Photo: Pantaleao Fernandes
Goa has hundreds of churches, chapels, temples, forts and other monuments dotting its landscape. Among these edifices lie some strange structures that carry some interesting history behind them. Streets takes you to 7 of these quirky structures:
Façade of Our Lady of Health at Sancoale
The first church of Sancoale, which lies in Mormugao taluka today, was founded in 1606 and dedicated to Our Lady of Health. It caught fire in 1834. Only its façade still stands on the banks of the Zuari river. The erstwhile Portuguese government had declared it a national monument on 19.3.1937.
Megalith at Bali, Quepem
A megalith composed of three vertical stones with a horizontal ‘capstone’ beam stands near a primary school in Bali, Quepem. A megalith is a structure dating back thousands of years, made of large stones, utilizing an interlocking system without the use of mortar or cement. It may have had some other ceremonial purpose. The locals said it was for some ancient ‘devosponn‘ (religious rituals).

> [Exercise 1]: Based on the article on Goa's quirky structures, decide whether each statement holds: (a) The first church of Sancoale caught fire in 1606. (b) The megalith at Bali, Quepem, is held together with mortar. (c) The Portuguese government declared the Sancoale church a national monument. Answer each with yes or no and the deciding words from the article.

> [Data provided]:
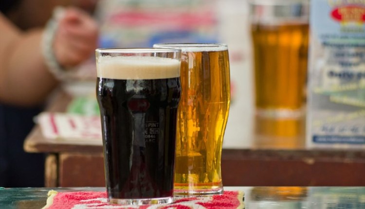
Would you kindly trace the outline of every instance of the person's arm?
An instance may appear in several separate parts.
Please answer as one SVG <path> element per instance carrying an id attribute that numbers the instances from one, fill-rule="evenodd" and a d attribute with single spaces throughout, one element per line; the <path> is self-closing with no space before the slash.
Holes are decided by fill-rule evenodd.
<path id="1" fill-rule="evenodd" d="M 0 101 L 30 106 L 44 101 L 57 86 L 42 54 L 43 31 L 24 33 L 0 13 Z M 96 47 L 97 28 L 86 14 L 68 9 L 60 20 L 54 42 L 59 63 L 72 67 Z"/>
<path id="2" fill-rule="evenodd" d="M 0 14 L 0 101 L 31 105 L 43 101 L 57 85 L 40 43 L 43 31 L 23 33 Z"/>

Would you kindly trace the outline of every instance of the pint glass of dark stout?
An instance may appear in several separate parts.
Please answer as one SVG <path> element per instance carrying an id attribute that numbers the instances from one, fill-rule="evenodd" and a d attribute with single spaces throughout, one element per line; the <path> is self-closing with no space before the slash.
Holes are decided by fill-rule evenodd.
<path id="1" fill-rule="evenodd" d="M 101 49 L 96 55 L 109 202 L 172 202 L 180 51 Z"/>

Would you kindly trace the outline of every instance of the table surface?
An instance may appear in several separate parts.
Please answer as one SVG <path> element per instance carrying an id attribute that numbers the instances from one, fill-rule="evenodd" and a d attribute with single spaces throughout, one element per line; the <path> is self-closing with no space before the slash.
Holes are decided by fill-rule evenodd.
<path id="1" fill-rule="evenodd" d="M 103 187 L 0 188 L 0 208 L 40 209 L 47 192 L 104 191 Z M 227 187 L 244 192 L 246 209 L 365 209 L 363 187 Z"/>

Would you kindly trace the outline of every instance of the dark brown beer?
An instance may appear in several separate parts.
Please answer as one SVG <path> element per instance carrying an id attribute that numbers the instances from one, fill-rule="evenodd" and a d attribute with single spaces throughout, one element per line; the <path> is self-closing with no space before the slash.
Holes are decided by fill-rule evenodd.
<path id="1" fill-rule="evenodd" d="M 178 65 L 170 68 L 177 72 L 172 75 L 179 73 L 180 62 L 176 62 Z M 166 66 L 134 64 L 98 66 L 96 94 L 108 197 L 171 197 L 180 77 L 170 77 L 171 73 L 164 71 Z M 115 70 L 115 68 L 121 69 Z M 129 69 L 123 70 L 125 68 Z M 150 78 L 146 77 L 149 77 L 148 73 L 143 72 L 146 68 L 153 71 Z M 109 72 L 107 69 L 111 69 Z M 114 75 L 118 71 L 132 73 Z M 138 72 L 142 74 L 135 76 Z"/>

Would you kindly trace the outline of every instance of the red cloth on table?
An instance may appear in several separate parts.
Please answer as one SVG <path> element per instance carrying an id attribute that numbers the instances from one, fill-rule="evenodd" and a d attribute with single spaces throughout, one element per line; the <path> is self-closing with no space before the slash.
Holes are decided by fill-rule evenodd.
<path id="1" fill-rule="evenodd" d="M 54 197 L 53 203 L 49 209 L 243 209 L 243 196 L 242 192 L 225 191 L 220 195 L 174 197 L 173 203 L 170 204 L 124 206 L 109 204 L 106 192 L 59 192 Z"/>

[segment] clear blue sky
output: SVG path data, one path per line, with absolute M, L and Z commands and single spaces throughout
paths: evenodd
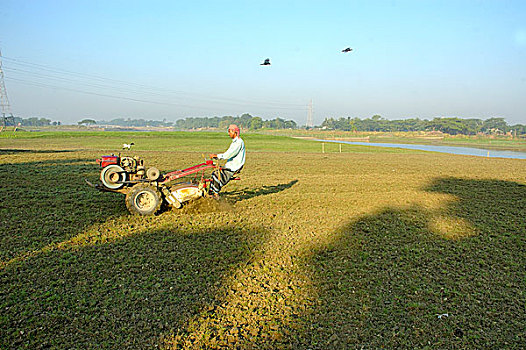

> [Exercise 2]: Return the lines of the records from the line with "[segment] clear blue sky" through the end of the records, both ends included, reproducing them verbatim and leaving out the pictures.

> [Full answer 1]:
(a) No: "was founded in 1606 and dedicated to Our Lady of Health. It caught fire in 1834."
(b) No: "without the use of mortar or cement"
(c) Yes: "The erstwhile Portuguese government had declared it a national monument on 19.3.1937."

> [Full answer 2]:
[segment] clear blue sky
output: SVG path data, one path per line, with absolute M, L and Z commands and single spaces throughout
paths: evenodd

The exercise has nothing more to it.